Text provided
◆ ◆ ◆ ◆ ◆

John Hancock (1737-1793)The
third president was a patriot, rebel leader, merchant who signed his
name into immortality in giant strokes on the Declaration of
Independence on July 4, 1776. The boldness of his signature has made it
live in American minds as a perfect expression of the strength and
freedom—and defiance—of the individual in the face of British tyranny.
As President of the Continental Congress during two widely spaced
terms—the first from May 24 1775 to October 30 1777 and the second from
November 23 1885 to June 5, 1786—Hancock was the presiding officer when
the members approved the Declaration of Independence. Because of his
position, it was his official duty to sign the document first—but not
necessarily as dramatically as he did. Hancock figured prominently in
another historic event—the battle at Lexington: British troops who
fought there April 10, 1775, had known Hancock and Samuel Adams were in
Lexington and had come there to capture these rebel leaders. And the two
would have been captured, if they had not been warned by Paul Revere.
As early as 1768, Hancock defied the British by refusing to pay customs
charges on the cargo of one of his ships. One of Boston's wealthiest
merchants, he was recognized by the citizens, as well as by the British,
as a rebel leader—and was elected President of the first Massachusetts
Provincial Congress. After he was chosen President of the Continental
Congress in 1775, Hancock became known beyond the borders of
Massachusetts, and, having served as colonel of the Massachusetts
Governor's Guards he hoped to be named commander of the American
forces—until John Adams nominated George Washington. In 1778 Hancock was
commissioned Major General and took part in an unsuccessful campaign in
Rhode Island. But it was as a political leader that his real
distinction was earned—as the first Governor of Massachusetts, as
President of Congress, and as President of the Massachusetts
constitutional ratification convention. He helped win ratification in
Massachusetts, gaining enough popular recognition to make him a
contender for the newly created Presidency of the United States, but
again he saw Washington gain the prize. Like his rival, George
Washington, Hancock was a wealthy man who risked much for the cause of
independence. He was the wealthiest New Englander supporting the
patriotic cause, and, although he lacked the brilliance of John Adams or
the capacity to inspire of Samuel Adams, he became one of the foremost
leaders of the new nation—perhaps, in part, because he was willing to
commit so much at such risk to the cause of freedom.

◆ ◆ ◆ ◆ ◆

Records shown
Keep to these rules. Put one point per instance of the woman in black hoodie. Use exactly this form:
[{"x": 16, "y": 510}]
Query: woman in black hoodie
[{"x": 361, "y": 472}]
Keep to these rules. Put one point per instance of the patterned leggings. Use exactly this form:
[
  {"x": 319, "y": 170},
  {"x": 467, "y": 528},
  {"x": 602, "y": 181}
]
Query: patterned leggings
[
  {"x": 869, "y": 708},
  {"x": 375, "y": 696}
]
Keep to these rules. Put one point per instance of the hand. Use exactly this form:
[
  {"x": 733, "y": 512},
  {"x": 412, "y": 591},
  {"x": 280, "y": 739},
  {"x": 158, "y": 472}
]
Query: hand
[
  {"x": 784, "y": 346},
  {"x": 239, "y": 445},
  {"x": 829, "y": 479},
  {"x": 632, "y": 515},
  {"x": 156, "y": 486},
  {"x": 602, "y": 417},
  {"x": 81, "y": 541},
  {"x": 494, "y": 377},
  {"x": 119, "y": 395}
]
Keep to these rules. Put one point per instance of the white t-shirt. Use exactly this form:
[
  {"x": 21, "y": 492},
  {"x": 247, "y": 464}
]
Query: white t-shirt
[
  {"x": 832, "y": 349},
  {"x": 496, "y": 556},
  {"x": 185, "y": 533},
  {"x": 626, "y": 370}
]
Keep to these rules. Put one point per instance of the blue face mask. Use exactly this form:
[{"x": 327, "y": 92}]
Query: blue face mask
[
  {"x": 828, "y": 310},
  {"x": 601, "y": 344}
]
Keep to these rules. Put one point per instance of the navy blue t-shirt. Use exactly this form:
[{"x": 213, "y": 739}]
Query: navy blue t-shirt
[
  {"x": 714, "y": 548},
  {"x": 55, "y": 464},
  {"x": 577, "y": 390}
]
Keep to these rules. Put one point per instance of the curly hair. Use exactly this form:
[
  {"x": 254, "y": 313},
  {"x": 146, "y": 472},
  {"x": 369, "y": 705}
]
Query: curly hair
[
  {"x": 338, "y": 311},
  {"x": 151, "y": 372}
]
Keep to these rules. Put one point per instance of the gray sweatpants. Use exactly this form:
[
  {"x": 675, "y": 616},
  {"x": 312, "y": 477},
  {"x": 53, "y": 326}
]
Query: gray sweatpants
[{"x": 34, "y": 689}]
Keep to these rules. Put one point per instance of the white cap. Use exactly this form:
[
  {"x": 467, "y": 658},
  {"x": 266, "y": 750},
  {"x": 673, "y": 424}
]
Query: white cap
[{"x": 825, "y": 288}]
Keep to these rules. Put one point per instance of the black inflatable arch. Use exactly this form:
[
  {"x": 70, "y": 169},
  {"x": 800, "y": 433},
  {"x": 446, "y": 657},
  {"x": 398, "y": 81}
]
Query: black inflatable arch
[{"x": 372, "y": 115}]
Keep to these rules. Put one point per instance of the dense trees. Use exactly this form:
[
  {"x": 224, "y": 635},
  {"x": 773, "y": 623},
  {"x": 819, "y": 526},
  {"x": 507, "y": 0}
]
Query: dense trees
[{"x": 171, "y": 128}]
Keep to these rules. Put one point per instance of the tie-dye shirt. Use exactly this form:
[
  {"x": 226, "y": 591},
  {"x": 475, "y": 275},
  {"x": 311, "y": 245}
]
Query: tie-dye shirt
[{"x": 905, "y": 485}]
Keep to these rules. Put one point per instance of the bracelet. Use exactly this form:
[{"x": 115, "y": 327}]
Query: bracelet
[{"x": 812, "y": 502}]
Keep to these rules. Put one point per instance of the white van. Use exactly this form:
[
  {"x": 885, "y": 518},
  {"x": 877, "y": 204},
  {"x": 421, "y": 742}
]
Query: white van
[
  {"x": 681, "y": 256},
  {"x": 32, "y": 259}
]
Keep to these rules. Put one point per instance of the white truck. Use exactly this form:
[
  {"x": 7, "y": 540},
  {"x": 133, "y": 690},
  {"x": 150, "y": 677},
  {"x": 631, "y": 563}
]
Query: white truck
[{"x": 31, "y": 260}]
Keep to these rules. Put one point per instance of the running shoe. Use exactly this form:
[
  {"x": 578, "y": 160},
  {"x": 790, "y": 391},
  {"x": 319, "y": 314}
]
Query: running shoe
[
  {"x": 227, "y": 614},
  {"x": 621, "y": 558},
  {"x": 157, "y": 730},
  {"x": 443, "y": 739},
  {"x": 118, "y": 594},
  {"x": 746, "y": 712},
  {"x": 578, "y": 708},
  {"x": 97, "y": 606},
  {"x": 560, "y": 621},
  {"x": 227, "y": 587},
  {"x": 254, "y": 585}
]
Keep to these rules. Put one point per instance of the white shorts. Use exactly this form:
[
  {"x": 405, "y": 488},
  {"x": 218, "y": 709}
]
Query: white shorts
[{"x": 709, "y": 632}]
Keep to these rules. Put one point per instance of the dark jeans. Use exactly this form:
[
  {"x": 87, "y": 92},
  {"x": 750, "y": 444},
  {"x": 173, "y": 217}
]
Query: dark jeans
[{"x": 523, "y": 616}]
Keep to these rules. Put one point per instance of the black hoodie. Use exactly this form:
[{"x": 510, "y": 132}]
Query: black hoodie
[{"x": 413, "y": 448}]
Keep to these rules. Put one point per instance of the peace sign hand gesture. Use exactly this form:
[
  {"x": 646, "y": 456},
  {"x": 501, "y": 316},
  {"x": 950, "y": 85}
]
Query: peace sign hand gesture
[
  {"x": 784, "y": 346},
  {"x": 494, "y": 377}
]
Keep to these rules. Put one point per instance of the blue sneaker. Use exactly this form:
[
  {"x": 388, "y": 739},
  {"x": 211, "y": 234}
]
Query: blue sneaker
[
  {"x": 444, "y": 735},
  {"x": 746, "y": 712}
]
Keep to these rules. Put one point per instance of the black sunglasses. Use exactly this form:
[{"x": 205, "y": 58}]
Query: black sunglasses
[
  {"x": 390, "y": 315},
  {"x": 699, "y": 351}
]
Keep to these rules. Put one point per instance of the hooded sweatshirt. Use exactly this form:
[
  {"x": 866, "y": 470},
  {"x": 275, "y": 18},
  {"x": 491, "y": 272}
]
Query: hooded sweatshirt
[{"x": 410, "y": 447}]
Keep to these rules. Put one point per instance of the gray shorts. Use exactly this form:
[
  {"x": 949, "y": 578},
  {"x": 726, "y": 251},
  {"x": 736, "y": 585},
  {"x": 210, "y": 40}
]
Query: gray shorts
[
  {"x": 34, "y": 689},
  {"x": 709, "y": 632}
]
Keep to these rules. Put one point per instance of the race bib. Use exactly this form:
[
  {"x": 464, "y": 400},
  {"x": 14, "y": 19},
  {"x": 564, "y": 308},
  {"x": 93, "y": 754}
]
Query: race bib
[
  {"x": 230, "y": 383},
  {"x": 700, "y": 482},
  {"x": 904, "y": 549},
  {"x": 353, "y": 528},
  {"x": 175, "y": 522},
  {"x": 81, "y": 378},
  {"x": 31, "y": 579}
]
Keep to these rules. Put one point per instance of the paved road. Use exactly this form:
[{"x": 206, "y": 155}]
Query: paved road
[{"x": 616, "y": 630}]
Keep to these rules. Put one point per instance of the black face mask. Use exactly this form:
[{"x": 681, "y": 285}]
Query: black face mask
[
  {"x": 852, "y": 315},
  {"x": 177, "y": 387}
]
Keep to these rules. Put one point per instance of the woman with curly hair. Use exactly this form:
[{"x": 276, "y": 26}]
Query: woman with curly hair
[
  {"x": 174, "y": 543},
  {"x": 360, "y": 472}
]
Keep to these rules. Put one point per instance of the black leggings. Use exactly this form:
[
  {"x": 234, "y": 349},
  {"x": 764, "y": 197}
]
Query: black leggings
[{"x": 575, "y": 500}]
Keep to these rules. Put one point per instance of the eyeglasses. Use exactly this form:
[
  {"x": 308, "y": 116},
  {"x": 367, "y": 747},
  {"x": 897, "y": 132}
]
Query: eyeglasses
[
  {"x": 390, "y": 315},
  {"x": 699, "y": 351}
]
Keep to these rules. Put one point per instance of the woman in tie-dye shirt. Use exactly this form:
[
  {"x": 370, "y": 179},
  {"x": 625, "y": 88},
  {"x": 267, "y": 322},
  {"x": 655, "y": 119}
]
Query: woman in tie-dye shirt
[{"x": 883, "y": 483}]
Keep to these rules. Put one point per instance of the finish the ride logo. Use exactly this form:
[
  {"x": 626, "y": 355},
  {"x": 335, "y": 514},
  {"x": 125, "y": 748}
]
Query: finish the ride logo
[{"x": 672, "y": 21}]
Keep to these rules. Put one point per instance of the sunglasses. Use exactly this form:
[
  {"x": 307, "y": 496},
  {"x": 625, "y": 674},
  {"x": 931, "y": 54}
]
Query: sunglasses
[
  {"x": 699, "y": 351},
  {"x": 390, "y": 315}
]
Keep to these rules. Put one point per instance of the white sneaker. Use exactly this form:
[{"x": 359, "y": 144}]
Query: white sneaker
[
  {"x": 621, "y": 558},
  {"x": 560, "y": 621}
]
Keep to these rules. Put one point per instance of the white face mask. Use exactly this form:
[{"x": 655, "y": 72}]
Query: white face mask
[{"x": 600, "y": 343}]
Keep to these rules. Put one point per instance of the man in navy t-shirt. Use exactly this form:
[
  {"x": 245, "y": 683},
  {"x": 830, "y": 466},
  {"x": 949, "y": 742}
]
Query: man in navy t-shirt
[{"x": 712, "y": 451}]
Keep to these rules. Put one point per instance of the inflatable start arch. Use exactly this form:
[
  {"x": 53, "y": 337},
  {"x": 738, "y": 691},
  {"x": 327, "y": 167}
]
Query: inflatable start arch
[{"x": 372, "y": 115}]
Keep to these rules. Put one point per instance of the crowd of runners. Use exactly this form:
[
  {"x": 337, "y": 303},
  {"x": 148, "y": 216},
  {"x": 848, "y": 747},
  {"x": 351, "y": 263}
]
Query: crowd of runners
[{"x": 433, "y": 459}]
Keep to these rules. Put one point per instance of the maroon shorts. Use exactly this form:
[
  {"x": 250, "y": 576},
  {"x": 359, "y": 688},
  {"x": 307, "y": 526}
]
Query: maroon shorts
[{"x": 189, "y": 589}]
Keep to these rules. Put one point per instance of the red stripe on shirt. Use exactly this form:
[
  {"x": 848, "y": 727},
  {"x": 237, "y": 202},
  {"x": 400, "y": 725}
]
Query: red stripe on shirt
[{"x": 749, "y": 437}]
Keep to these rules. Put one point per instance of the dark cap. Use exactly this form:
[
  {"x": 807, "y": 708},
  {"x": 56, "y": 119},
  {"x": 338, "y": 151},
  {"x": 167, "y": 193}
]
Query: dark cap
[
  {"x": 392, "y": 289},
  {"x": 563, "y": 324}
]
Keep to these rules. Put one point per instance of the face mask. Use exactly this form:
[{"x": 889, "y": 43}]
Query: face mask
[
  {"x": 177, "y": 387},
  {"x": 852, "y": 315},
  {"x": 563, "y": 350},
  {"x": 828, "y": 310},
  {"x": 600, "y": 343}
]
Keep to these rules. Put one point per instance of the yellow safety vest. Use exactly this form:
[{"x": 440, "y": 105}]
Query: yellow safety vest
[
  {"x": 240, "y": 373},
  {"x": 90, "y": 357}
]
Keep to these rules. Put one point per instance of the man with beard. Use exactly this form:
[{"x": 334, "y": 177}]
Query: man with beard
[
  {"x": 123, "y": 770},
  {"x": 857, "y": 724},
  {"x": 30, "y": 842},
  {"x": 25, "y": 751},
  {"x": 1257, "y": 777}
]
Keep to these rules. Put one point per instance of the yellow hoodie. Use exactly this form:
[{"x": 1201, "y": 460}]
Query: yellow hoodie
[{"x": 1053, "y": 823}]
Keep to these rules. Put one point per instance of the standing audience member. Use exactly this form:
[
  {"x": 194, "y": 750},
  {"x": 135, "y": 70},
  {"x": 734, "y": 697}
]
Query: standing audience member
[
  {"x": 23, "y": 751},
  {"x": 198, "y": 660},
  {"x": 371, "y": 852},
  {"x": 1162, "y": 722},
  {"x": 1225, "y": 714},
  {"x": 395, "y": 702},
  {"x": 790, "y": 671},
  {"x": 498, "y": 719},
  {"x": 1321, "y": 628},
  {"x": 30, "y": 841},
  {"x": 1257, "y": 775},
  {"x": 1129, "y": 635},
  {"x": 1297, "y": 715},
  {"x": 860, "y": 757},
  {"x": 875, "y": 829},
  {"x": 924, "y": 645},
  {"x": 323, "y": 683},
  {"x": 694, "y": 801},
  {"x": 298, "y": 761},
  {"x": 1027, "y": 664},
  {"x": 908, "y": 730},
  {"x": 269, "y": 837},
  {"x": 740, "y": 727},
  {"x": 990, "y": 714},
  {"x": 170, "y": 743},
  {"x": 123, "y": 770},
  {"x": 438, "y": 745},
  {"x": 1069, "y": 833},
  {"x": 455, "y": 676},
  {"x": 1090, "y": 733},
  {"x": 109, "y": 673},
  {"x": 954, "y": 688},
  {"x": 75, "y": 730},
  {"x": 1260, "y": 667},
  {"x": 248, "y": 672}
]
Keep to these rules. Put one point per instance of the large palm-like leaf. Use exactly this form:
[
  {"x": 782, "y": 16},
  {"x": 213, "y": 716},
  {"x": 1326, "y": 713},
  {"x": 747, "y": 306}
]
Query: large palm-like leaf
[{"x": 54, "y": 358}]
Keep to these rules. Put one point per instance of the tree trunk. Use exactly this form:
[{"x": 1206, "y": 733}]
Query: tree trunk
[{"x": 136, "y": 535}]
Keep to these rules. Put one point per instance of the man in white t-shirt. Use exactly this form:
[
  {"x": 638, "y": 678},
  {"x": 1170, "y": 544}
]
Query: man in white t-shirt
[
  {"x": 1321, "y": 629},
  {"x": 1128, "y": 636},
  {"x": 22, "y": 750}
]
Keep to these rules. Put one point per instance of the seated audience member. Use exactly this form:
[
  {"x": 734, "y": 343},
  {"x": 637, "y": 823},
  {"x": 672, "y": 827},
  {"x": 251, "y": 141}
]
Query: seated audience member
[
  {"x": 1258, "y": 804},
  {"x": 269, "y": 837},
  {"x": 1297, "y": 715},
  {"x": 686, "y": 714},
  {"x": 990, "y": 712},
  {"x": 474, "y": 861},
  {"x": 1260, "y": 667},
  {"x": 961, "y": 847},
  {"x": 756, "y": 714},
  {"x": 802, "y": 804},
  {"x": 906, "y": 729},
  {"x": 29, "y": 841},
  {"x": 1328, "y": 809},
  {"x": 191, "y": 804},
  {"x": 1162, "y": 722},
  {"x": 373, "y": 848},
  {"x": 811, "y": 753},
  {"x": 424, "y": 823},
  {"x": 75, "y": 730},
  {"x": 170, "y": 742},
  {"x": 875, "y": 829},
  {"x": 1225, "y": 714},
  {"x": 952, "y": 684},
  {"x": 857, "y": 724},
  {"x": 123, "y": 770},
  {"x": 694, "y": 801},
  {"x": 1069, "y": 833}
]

◆ ◆ ◆ ◆ ◆

Exercise tasks
1 - Answer these questions using the text about John Hancock:
(a) What did Hancock refuse to pay in 1768?
(b) Who nominated George Washington to command the American forces?
(c) Where was the unsuccessful campaign Hancock took part in after being commissioned Major General?
2 - Write out the part of the text about John Hancock between "As President of the Continental" and "by Paul Revere.", inclusive.

The replies
1 -
(a) Customs charges on the cargo of one of his ships.
(b) John Adams.
(c) Rhode Island.

2 -
As President of the Continental Congress during two widely spaced
terms—the first from May 24 1775 to October 30 1777 and the second from
November 23 1885 to June 5, 1786—Hancock was the presiding officer when
the members approved the Declaration of Independence. Because of his
position, it was his official duty to sign the document first—but not
necessarily as dramatically as he did. Hancock figured prominently in
another historic event—the battle at Lexington: British troops who
fought there April 10, 1775, had known Hancock and Samuel Adams were in
Lexington and had come there to capture these rebel leaders. And the two
would have been captured, if they had not been warned by Paul Revere.